[Data records]
============

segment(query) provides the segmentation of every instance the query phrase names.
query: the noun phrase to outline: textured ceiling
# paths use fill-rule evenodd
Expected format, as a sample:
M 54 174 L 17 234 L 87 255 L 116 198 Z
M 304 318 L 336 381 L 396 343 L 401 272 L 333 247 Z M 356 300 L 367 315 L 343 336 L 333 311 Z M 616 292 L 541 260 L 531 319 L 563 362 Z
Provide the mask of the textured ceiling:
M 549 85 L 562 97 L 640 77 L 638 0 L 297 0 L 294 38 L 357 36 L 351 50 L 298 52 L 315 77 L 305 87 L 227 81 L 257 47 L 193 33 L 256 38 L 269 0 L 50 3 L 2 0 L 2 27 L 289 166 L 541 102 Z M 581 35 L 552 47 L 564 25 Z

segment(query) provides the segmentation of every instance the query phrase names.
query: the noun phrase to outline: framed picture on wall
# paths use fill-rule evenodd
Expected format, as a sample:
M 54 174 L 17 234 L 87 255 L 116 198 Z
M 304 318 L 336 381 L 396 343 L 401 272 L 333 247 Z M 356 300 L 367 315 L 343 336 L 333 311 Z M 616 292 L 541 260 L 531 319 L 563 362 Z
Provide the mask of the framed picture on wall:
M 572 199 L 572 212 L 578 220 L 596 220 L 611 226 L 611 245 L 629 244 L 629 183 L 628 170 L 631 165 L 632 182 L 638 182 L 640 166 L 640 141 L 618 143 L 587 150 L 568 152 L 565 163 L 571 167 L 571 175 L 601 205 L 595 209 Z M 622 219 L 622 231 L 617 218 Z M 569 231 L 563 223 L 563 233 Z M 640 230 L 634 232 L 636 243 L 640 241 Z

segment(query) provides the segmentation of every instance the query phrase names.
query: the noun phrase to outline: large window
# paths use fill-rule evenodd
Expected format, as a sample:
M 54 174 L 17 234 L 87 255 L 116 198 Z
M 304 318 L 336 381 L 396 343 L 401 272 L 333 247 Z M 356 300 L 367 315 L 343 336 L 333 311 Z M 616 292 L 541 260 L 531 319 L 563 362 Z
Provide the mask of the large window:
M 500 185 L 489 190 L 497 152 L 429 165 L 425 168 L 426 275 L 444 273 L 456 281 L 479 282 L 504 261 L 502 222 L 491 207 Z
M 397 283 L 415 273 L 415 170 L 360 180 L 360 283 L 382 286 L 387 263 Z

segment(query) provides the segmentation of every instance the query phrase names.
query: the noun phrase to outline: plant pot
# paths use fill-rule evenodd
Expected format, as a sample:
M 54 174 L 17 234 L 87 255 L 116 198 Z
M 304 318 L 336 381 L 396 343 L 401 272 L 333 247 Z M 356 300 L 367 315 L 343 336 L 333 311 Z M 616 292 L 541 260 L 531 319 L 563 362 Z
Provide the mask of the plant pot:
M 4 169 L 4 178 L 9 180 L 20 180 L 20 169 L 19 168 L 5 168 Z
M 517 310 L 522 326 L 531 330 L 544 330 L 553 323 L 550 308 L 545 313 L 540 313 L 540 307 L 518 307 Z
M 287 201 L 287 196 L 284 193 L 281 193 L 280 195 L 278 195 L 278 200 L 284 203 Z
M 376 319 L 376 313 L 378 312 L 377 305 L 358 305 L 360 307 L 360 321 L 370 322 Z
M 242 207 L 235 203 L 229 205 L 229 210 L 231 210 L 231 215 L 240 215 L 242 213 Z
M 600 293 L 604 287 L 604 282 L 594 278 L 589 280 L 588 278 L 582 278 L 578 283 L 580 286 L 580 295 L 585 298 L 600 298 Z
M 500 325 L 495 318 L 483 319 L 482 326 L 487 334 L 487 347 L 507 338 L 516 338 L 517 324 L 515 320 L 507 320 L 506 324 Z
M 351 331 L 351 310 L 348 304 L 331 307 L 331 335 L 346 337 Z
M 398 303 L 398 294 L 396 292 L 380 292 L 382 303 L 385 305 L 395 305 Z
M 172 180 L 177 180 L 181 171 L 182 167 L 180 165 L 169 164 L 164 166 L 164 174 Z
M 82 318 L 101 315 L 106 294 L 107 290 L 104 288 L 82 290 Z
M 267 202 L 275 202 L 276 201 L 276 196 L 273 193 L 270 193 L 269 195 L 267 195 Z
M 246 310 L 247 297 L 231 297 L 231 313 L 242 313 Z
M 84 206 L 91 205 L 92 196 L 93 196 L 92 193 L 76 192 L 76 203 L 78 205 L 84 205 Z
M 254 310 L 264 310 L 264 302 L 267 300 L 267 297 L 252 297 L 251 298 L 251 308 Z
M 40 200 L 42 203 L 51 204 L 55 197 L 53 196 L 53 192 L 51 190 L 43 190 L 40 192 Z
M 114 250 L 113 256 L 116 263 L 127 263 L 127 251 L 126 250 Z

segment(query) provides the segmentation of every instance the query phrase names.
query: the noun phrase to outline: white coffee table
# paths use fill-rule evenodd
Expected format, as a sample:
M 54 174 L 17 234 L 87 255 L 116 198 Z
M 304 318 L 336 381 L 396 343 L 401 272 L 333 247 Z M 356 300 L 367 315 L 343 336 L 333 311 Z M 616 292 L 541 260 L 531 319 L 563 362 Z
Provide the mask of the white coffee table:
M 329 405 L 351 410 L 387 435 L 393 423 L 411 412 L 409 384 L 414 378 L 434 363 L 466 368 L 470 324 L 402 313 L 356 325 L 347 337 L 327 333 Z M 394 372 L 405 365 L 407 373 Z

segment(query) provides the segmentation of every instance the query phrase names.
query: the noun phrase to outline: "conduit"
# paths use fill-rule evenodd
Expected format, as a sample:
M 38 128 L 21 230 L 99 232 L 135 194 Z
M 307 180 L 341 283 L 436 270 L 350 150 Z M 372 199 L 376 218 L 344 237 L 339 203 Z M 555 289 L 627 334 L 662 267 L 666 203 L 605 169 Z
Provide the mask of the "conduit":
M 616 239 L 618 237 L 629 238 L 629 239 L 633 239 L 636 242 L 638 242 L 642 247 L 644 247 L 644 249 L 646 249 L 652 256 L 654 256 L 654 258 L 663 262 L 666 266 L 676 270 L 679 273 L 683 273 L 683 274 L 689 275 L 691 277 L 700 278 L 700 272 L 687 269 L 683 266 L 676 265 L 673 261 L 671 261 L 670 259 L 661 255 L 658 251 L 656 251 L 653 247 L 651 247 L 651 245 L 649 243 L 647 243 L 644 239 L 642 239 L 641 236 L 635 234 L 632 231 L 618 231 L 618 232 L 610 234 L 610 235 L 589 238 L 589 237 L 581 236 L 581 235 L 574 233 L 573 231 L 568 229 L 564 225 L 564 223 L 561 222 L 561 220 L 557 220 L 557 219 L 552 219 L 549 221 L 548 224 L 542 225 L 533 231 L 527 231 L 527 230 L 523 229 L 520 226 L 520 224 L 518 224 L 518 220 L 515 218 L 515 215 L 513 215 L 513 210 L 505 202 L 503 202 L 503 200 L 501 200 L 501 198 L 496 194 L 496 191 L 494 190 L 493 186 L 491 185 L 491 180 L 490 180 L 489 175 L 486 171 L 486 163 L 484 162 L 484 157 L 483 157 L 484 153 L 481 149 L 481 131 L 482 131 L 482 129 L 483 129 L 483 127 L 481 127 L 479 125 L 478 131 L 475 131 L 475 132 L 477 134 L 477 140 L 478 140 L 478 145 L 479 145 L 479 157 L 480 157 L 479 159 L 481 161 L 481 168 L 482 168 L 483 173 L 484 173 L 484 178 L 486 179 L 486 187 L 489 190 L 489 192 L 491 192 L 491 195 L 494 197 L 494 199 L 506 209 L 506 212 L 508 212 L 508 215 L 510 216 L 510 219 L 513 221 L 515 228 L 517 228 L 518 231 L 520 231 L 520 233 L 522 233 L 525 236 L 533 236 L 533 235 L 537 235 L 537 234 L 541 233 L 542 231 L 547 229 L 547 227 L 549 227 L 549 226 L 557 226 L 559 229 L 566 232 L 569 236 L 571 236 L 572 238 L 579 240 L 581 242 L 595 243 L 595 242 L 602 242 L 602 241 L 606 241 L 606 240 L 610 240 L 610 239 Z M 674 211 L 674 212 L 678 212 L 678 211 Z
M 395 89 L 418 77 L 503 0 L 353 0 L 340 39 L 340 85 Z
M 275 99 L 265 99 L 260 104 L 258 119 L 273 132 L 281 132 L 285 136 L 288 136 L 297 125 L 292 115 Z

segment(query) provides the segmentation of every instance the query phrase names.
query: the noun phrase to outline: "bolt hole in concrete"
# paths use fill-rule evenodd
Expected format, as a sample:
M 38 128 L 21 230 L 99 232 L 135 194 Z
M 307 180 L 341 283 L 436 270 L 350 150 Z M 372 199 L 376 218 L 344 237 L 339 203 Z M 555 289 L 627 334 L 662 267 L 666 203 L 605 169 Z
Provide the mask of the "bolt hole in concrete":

============

#### WORK TO BE COMPLETED
Copy every line from the records above that contains the word "hole".

#### SOLUTION TO THIS PROBLEM
query: the noun phrase to outline: "bolt hole in concrete"
Provide the mask of the "bolt hole in concrete":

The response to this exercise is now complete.